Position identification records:
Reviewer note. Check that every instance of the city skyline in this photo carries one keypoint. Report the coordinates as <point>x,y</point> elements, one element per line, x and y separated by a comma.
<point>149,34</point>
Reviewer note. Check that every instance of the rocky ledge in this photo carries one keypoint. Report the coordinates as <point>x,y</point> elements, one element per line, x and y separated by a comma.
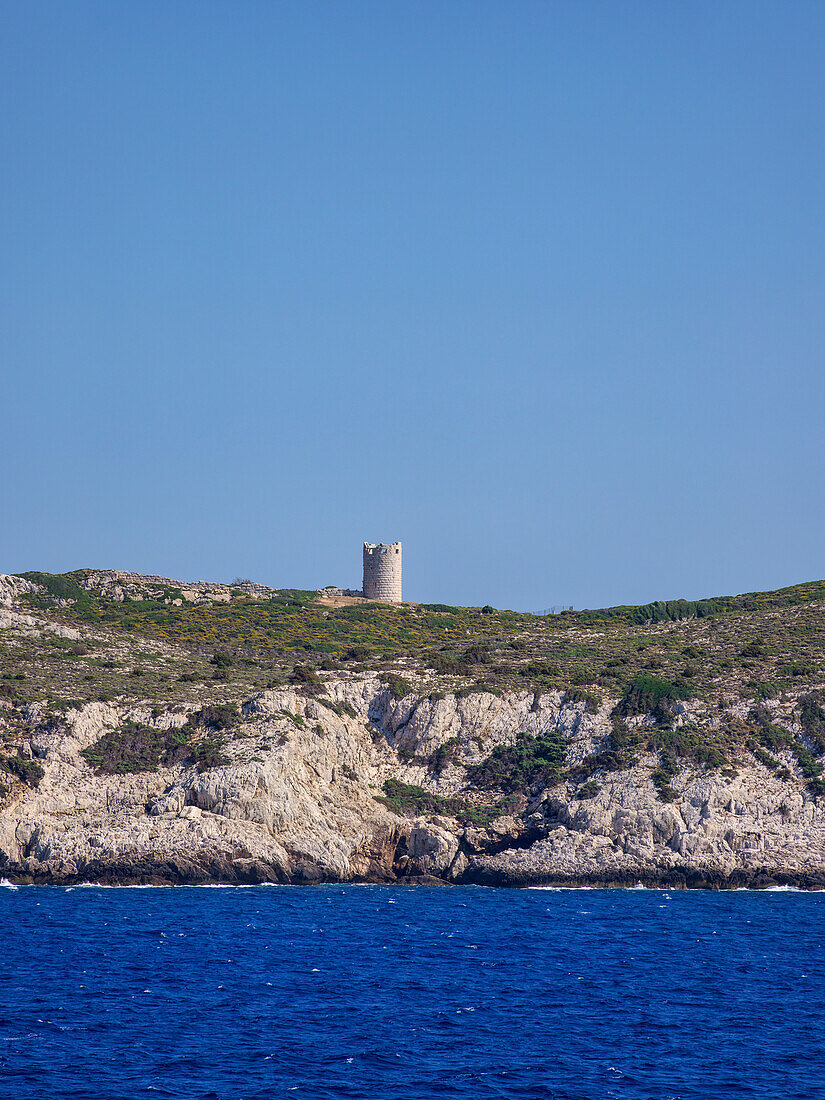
<point>318,789</point>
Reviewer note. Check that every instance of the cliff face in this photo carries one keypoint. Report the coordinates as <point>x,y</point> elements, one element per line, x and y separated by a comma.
<point>296,801</point>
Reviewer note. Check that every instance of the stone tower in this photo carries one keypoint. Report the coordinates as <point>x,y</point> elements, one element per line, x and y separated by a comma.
<point>383,572</point>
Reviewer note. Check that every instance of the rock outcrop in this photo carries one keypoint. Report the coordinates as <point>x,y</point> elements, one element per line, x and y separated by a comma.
<point>299,801</point>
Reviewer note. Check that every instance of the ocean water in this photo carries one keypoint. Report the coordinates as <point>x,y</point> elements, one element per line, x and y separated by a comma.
<point>410,992</point>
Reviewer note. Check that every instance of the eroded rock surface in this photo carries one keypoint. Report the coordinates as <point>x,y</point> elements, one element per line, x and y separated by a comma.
<point>297,802</point>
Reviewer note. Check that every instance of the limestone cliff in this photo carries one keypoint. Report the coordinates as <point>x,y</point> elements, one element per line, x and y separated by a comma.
<point>298,800</point>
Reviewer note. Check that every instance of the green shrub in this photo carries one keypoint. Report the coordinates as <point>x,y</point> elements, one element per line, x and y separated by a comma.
<point>530,760</point>
<point>30,771</point>
<point>443,755</point>
<point>812,719</point>
<point>589,790</point>
<point>649,694</point>
<point>591,699</point>
<point>397,685</point>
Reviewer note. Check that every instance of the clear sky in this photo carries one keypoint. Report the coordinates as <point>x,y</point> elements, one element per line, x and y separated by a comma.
<point>536,287</point>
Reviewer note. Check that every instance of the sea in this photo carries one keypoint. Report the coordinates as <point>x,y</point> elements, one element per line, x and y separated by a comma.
<point>367,991</point>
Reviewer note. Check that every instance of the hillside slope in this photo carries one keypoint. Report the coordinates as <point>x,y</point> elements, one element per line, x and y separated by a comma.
<point>160,732</point>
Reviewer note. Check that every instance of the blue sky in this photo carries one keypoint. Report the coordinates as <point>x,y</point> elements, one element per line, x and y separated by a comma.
<point>535,287</point>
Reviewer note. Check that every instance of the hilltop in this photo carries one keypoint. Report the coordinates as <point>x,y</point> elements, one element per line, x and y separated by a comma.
<point>674,741</point>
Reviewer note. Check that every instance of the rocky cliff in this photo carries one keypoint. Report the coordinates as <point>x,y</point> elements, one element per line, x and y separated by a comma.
<point>299,799</point>
<point>158,730</point>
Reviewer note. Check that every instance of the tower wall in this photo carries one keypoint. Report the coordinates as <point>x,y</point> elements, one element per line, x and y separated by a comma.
<point>383,571</point>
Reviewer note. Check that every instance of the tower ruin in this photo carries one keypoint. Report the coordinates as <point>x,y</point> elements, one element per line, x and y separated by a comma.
<point>383,572</point>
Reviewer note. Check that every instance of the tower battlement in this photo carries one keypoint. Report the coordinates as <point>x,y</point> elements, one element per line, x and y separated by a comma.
<point>383,571</point>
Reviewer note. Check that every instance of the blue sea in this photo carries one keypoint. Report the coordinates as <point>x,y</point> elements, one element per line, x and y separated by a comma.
<point>224,993</point>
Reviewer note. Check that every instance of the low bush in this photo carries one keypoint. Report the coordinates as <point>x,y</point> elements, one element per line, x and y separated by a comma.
<point>530,760</point>
<point>397,685</point>
<point>30,771</point>
<point>649,694</point>
<point>443,755</point>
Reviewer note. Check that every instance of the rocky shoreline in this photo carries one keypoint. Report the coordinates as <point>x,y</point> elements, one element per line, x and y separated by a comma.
<point>297,799</point>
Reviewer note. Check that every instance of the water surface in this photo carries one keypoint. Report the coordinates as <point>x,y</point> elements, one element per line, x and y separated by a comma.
<point>384,992</point>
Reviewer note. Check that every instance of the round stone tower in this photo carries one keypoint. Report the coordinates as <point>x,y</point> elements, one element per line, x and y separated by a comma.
<point>383,572</point>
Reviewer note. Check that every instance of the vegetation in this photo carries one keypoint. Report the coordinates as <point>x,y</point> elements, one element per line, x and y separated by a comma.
<point>758,647</point>
<point>408,800</point>
<point>529,761</point>
<point>134,747</point>
<point>30,771</point>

## Aim
Output the lines from the line with "Reviewer note. Check that every instance of the water" up to and including the line with "<point>384,992</point>" as a two-column CSV with the columns text and answer. Use one row per line and its answer, put each value in a single quoted field, and replace line breaks with spaces.

## Answer to the task
text,answer
"Reviewer note. Check that every instance of the water surface in this photo carries one keypoint. Report the coordinates as <point>x,y</point> elements, one element per line, x and y separated by a comma.","<point>384,992</point>"